All lines from the one containing "Point out farm" down to the final line of the entries below: return them exactly.

━━━ Provided data

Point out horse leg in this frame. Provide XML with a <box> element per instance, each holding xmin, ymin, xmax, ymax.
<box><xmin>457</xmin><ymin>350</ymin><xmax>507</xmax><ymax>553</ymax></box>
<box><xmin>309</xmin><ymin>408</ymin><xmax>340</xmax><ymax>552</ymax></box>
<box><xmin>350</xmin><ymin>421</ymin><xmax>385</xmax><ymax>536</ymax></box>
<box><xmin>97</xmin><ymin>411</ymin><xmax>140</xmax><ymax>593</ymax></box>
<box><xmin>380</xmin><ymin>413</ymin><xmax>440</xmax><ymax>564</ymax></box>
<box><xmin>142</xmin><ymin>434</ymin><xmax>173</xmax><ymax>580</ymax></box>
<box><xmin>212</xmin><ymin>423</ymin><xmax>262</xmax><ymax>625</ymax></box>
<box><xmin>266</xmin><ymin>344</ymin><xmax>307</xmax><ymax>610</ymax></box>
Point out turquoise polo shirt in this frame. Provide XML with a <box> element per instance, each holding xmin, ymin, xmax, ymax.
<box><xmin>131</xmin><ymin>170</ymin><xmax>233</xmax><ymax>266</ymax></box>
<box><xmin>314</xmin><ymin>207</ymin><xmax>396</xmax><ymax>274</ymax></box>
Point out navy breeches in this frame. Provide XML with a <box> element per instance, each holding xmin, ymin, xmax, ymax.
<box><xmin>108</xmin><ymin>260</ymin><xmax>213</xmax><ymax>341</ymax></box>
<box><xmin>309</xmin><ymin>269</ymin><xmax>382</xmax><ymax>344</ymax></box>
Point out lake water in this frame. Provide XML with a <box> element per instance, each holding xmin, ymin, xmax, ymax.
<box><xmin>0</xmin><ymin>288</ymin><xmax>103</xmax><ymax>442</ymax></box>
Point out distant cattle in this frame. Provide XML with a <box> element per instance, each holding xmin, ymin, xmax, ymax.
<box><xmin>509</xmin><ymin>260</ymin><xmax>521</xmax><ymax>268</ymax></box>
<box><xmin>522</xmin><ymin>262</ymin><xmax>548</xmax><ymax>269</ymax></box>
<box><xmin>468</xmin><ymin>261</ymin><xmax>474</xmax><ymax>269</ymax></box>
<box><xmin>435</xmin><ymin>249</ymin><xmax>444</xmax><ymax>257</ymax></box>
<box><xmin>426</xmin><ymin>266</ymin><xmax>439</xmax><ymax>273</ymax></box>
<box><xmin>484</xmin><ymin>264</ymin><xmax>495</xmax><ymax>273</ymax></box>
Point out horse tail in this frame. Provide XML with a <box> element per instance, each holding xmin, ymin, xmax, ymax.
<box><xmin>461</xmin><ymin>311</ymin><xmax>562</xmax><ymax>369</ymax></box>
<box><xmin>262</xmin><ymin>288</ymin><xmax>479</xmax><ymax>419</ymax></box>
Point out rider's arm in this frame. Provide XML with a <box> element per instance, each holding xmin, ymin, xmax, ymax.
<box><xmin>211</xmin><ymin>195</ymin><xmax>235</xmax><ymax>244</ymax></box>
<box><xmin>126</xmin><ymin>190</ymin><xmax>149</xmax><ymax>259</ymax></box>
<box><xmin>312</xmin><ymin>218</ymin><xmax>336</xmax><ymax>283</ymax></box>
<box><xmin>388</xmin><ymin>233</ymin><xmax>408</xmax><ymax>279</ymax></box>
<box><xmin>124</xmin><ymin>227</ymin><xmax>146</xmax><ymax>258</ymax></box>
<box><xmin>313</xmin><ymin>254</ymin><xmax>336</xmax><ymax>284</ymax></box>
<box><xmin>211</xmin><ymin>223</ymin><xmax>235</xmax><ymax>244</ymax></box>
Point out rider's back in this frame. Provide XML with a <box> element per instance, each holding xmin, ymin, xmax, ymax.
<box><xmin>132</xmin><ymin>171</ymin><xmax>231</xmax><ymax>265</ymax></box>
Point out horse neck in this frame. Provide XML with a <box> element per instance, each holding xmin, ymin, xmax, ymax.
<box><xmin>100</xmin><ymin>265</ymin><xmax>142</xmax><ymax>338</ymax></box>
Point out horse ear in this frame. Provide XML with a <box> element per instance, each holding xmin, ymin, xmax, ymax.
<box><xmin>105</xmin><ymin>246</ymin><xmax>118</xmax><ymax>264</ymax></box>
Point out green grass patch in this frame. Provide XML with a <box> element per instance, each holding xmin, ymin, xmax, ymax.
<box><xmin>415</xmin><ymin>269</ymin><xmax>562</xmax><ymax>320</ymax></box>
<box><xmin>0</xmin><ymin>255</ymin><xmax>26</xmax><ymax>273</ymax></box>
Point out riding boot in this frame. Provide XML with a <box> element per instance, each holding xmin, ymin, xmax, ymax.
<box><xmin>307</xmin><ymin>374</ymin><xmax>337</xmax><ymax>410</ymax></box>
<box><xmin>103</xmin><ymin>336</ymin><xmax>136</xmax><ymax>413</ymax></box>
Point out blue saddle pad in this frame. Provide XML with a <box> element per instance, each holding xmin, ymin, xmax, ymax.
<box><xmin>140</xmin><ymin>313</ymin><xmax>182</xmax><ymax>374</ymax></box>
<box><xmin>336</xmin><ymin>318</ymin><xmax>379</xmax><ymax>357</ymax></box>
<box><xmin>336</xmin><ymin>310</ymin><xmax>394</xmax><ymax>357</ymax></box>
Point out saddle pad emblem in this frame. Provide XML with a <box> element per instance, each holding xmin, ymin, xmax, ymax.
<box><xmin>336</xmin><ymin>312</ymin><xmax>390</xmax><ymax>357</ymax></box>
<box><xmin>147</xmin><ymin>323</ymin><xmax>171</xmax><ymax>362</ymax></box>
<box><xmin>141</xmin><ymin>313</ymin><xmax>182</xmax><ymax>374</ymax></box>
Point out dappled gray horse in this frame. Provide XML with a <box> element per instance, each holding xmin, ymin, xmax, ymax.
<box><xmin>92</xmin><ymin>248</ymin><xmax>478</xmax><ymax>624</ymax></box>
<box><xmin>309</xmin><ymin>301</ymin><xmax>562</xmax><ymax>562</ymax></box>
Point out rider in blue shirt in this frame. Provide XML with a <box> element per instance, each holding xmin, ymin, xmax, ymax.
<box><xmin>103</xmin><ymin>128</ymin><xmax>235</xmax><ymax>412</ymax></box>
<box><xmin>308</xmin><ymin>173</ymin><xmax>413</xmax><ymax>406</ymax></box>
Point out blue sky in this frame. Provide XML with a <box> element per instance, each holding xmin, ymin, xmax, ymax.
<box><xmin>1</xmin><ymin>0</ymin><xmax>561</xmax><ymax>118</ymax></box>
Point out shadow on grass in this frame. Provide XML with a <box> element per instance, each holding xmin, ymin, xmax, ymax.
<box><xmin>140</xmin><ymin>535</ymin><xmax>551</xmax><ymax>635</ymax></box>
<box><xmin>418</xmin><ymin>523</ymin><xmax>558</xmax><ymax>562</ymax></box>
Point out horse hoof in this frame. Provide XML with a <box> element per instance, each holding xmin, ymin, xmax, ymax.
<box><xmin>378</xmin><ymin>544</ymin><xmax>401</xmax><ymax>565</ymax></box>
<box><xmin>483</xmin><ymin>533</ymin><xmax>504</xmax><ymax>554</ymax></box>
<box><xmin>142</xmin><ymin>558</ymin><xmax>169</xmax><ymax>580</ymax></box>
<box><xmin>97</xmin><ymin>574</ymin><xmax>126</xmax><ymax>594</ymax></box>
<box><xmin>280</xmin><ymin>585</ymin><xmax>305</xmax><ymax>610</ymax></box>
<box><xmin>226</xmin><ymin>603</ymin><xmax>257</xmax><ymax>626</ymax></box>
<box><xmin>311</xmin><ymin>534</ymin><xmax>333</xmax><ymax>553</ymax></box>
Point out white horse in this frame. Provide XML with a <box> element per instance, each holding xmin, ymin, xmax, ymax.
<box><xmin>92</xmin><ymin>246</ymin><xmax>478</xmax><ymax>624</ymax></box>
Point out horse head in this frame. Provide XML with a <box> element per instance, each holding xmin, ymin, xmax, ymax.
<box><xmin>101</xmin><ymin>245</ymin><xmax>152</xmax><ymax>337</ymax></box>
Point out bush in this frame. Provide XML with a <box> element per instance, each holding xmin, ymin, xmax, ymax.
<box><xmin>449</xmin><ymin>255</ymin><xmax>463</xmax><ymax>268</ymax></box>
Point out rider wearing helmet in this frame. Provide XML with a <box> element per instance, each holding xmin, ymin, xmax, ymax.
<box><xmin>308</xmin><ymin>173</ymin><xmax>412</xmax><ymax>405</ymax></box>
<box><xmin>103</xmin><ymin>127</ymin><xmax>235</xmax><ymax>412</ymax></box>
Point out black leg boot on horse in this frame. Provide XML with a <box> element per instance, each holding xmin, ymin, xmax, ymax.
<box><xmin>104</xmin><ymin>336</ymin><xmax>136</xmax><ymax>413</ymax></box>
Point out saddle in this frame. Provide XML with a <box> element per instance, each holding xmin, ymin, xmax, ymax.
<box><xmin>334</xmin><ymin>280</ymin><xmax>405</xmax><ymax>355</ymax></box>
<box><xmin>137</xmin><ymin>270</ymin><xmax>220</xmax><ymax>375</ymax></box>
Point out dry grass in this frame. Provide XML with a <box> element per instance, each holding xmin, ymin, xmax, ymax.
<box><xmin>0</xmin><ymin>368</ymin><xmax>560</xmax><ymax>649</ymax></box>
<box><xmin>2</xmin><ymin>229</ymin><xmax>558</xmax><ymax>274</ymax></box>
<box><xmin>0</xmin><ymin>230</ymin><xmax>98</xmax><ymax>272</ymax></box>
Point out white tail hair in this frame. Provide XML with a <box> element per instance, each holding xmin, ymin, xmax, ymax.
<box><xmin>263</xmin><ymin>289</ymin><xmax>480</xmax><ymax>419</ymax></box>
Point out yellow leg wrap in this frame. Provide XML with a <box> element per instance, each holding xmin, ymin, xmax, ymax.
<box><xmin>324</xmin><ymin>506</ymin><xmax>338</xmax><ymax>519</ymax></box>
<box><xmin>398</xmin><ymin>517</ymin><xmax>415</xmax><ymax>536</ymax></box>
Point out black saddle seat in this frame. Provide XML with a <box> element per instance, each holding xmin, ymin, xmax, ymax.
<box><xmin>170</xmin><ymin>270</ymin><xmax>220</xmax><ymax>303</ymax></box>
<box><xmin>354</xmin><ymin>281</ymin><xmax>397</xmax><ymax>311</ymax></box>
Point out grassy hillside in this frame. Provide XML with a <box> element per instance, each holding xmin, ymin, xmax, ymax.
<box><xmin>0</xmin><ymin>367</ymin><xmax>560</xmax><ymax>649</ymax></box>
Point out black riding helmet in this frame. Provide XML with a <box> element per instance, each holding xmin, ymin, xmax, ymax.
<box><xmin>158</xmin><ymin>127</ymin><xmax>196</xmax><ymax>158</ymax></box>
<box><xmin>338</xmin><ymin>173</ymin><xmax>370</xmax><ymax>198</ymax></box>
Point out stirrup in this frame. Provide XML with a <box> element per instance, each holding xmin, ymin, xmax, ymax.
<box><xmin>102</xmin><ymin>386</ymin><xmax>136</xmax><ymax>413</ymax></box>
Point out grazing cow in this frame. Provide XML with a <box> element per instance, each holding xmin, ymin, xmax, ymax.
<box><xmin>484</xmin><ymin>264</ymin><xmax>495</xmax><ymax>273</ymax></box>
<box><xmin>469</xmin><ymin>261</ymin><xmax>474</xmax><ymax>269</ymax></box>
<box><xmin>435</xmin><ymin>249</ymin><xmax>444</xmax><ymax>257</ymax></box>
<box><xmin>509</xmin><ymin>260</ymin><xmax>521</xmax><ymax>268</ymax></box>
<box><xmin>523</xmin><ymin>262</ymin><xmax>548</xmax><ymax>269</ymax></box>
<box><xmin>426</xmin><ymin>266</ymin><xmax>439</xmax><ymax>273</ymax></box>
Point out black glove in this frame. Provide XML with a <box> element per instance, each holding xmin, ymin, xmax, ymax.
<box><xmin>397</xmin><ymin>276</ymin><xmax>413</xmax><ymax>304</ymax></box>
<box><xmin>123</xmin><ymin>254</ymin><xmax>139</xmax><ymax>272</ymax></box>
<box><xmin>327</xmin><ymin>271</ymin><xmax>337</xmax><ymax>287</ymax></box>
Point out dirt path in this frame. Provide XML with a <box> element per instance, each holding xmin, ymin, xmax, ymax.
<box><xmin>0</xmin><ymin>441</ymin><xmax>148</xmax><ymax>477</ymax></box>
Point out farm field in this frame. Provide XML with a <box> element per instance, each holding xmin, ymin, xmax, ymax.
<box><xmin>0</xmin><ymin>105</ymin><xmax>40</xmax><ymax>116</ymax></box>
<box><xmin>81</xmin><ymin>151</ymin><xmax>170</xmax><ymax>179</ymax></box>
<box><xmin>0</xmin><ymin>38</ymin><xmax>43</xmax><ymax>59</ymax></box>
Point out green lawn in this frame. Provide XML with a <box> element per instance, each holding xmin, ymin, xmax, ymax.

━━━━━━

- Answer space
Point out farm field in this frame. Provide XML with a <box> element per instance, each holding xmin, ymin, xmax, ymax.
<box><xmin>0</xmin><ymin>105</ymin><xmax>40</xmax><ymax>116</ymax></box>
<box><xmin>81</xmin><ymin>151</ymin><xmax>170</xmax><ymax>179</ymax></box>
<box><xmin>0</xmin><ymin>38</ymin><xmax>43</xmax><ymax>59</ymax></box>
Point out green lawn in this frame. Provide XML with a <box> element per instance, each holding xmin, ymin, xmax, ymax.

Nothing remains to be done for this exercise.